• HOW TO COMPLETE THIS TASK:
In the records below, tally each line that contains the word "billboard" and give the total only.
===== EXERCISE MATERIAL
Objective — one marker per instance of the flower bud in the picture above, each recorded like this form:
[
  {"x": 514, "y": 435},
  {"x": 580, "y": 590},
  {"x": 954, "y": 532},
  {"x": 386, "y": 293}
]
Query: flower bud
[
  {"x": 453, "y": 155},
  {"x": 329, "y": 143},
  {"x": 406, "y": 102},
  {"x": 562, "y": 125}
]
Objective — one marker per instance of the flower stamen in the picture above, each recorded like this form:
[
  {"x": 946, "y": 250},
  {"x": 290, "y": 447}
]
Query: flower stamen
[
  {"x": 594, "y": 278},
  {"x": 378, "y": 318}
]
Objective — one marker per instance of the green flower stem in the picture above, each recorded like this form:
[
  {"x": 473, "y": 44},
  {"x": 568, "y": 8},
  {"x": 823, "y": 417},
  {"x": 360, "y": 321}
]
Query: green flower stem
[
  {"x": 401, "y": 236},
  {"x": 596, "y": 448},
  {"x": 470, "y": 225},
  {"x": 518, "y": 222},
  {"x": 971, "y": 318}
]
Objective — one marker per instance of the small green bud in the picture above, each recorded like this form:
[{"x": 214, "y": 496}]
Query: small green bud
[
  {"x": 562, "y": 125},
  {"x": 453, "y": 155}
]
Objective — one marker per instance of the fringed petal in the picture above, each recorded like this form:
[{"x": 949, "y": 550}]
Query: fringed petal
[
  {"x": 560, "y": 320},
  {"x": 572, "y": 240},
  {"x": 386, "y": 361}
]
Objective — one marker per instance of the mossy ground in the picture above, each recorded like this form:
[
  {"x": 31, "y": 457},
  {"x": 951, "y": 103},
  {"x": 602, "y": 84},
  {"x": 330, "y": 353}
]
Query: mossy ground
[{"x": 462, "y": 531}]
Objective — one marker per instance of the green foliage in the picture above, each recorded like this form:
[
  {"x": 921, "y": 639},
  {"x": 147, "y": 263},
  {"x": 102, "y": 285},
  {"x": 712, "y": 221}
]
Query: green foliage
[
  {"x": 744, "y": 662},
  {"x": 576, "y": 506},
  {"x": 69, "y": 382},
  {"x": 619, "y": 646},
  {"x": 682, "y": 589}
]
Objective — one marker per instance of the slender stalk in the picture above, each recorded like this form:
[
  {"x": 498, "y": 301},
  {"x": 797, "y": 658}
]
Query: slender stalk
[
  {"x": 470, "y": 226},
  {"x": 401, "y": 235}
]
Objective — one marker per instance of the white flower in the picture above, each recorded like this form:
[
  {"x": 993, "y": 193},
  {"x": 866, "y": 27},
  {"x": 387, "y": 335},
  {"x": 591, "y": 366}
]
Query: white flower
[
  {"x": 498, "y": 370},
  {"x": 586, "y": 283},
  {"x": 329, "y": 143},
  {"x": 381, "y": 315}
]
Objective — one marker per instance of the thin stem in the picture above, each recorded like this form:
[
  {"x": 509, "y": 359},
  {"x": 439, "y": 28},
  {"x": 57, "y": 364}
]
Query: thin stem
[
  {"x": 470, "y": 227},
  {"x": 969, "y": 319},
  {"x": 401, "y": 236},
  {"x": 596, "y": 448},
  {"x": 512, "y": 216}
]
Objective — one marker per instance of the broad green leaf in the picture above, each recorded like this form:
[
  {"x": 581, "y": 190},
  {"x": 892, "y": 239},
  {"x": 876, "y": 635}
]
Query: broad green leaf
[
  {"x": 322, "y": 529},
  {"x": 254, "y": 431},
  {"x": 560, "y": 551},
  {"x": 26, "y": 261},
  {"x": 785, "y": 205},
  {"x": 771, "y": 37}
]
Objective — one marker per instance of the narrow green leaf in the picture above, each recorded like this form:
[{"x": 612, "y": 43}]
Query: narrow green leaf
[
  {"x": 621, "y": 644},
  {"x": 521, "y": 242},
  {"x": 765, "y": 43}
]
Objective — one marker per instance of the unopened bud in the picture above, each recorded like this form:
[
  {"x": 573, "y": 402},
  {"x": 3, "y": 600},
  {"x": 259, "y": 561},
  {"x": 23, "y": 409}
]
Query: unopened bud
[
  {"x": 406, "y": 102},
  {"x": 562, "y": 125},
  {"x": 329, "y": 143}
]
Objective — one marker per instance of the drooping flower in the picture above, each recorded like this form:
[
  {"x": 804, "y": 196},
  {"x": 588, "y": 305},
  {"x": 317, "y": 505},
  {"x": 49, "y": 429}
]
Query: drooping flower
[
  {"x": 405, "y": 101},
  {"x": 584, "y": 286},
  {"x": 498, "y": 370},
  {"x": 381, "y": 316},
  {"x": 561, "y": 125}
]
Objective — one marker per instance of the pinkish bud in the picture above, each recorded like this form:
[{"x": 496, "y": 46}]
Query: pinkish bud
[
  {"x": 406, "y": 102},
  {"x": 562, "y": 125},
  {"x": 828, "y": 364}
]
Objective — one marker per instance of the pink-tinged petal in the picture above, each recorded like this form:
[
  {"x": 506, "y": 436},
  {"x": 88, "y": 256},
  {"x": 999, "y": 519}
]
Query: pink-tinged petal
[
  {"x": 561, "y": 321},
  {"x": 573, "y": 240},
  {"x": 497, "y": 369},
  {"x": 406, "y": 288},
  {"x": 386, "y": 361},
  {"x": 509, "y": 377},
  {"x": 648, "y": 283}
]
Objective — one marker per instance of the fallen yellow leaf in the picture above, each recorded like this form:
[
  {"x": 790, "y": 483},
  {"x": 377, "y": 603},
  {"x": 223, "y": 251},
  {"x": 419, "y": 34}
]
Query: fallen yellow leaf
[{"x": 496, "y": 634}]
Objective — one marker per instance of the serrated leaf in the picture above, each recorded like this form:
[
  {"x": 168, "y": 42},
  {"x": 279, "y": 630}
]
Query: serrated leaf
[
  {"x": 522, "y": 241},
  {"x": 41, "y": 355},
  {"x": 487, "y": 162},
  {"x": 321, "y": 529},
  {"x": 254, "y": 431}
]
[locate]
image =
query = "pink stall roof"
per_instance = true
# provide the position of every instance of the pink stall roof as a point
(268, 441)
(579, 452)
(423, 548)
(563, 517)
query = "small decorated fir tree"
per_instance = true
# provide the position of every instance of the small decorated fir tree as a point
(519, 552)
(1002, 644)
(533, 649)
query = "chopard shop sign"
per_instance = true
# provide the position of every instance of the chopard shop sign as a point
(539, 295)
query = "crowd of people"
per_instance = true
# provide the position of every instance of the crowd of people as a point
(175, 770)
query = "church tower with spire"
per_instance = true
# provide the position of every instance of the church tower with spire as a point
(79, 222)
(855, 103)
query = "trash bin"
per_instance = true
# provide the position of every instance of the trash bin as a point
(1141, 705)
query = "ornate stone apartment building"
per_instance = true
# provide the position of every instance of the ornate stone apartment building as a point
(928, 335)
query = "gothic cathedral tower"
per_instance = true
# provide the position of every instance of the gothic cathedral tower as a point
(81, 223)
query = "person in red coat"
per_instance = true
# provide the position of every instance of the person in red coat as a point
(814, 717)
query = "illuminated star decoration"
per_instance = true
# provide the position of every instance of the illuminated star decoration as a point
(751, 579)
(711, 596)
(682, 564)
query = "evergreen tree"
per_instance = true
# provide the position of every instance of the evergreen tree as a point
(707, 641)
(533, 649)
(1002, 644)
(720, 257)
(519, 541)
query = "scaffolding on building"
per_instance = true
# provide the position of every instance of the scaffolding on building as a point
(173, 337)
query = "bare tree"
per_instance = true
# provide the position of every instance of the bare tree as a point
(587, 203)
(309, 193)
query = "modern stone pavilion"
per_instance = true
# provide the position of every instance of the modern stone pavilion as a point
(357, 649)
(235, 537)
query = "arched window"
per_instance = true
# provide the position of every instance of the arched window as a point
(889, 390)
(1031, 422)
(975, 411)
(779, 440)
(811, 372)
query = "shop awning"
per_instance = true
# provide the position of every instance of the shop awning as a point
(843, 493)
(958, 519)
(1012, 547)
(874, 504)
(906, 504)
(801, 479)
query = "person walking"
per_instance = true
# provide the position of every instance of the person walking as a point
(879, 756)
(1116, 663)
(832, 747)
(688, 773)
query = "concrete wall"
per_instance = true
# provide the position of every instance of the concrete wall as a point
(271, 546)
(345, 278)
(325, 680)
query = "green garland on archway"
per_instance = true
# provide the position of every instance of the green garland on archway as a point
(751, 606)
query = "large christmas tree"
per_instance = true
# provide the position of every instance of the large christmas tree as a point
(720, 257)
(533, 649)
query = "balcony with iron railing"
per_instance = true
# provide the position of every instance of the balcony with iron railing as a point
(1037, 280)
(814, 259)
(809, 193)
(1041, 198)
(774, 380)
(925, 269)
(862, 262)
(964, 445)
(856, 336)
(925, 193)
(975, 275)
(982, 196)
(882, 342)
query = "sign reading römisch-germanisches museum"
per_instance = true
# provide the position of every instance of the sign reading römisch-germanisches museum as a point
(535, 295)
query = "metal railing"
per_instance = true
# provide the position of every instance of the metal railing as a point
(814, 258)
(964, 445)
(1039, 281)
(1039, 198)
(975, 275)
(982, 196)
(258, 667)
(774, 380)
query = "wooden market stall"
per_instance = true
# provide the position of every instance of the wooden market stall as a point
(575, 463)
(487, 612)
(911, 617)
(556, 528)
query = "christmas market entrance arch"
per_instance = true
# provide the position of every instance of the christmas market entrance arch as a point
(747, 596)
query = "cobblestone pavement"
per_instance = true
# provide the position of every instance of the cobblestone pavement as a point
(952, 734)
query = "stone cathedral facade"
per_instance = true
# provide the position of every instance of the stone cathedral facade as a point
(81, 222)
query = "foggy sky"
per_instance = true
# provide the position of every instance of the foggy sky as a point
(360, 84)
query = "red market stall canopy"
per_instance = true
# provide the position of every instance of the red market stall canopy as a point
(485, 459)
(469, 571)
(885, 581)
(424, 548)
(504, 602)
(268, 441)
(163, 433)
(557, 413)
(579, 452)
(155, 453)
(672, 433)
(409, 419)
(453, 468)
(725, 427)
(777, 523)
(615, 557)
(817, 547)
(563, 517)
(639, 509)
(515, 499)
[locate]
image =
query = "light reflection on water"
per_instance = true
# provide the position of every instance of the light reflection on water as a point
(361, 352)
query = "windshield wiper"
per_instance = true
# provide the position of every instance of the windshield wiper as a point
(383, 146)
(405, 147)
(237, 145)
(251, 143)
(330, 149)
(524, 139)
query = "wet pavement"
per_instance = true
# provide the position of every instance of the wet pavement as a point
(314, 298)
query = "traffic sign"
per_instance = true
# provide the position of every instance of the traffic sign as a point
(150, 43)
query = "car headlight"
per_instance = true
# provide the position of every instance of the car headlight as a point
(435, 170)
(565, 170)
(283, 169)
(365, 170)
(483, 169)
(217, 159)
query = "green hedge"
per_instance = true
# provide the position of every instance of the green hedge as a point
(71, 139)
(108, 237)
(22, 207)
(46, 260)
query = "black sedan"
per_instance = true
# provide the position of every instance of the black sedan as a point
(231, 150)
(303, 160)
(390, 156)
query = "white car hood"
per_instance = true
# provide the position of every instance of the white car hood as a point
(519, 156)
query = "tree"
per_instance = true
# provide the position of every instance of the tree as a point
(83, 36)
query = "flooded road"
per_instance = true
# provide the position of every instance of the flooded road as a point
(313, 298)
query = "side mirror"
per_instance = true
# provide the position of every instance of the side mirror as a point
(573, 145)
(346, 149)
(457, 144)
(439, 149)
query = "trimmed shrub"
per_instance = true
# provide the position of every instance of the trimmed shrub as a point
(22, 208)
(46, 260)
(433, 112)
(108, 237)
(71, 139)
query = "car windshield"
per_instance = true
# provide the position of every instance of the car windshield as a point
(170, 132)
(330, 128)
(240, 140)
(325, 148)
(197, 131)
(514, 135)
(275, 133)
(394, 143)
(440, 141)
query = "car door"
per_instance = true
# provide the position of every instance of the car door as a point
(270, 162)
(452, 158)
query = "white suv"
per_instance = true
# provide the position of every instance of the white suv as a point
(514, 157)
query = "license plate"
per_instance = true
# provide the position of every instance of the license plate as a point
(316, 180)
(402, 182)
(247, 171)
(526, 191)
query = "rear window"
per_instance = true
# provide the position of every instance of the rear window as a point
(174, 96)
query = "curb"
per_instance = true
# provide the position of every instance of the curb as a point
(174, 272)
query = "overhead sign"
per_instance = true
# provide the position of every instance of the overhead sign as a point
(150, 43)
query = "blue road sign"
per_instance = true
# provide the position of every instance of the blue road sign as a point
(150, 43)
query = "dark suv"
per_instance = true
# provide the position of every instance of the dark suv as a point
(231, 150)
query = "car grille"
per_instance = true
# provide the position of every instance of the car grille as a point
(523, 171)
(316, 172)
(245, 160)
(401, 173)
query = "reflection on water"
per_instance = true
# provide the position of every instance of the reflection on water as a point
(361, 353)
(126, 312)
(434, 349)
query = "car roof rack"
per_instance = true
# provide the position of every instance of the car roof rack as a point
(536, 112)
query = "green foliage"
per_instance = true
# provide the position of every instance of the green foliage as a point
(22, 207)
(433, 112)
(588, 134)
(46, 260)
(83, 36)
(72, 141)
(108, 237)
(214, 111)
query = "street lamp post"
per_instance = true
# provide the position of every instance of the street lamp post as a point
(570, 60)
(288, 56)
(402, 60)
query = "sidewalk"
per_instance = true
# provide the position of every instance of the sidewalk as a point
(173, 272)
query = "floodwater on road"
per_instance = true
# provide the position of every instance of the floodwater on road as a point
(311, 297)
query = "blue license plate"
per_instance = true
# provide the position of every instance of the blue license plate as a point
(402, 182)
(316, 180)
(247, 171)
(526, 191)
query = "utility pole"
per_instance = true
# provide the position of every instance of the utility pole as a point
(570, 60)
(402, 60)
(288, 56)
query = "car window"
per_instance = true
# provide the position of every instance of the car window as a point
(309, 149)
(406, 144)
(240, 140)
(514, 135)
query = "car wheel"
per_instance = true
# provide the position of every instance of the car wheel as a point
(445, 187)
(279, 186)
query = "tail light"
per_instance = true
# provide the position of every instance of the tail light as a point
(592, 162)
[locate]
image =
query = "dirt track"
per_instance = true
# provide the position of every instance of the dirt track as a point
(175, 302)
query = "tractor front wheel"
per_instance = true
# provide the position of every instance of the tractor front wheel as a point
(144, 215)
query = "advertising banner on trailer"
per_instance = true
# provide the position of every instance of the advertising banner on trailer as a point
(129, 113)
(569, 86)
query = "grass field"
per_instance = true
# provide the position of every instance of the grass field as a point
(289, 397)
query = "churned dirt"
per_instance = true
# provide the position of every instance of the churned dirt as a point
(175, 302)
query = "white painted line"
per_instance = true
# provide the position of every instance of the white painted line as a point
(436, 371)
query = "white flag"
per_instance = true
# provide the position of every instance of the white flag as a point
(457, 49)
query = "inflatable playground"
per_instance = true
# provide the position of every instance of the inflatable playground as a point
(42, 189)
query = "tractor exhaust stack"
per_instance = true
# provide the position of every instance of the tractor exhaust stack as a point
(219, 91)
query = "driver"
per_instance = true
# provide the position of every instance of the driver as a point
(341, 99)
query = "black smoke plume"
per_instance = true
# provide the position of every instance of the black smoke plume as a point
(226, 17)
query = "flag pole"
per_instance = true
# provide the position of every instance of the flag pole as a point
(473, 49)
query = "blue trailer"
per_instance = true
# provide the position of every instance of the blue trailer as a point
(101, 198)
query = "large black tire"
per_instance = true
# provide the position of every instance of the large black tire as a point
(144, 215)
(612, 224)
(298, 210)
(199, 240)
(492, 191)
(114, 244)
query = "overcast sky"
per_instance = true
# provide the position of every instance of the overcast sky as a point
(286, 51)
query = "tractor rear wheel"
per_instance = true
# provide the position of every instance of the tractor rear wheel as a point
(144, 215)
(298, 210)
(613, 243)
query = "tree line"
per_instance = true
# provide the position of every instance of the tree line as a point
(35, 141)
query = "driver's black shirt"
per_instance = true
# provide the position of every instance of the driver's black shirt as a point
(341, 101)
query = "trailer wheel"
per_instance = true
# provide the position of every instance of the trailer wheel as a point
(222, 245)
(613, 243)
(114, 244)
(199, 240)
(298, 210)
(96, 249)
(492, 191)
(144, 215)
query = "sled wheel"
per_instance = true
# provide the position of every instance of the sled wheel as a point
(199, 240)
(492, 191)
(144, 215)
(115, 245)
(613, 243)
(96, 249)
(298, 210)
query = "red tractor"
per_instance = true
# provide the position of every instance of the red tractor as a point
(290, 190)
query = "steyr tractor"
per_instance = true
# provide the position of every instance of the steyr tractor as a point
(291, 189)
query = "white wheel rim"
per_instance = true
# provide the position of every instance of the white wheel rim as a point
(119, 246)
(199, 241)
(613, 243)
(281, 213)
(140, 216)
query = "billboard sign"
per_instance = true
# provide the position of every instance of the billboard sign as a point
==========
• SOLUTION FOR THIS EXERCISE:
2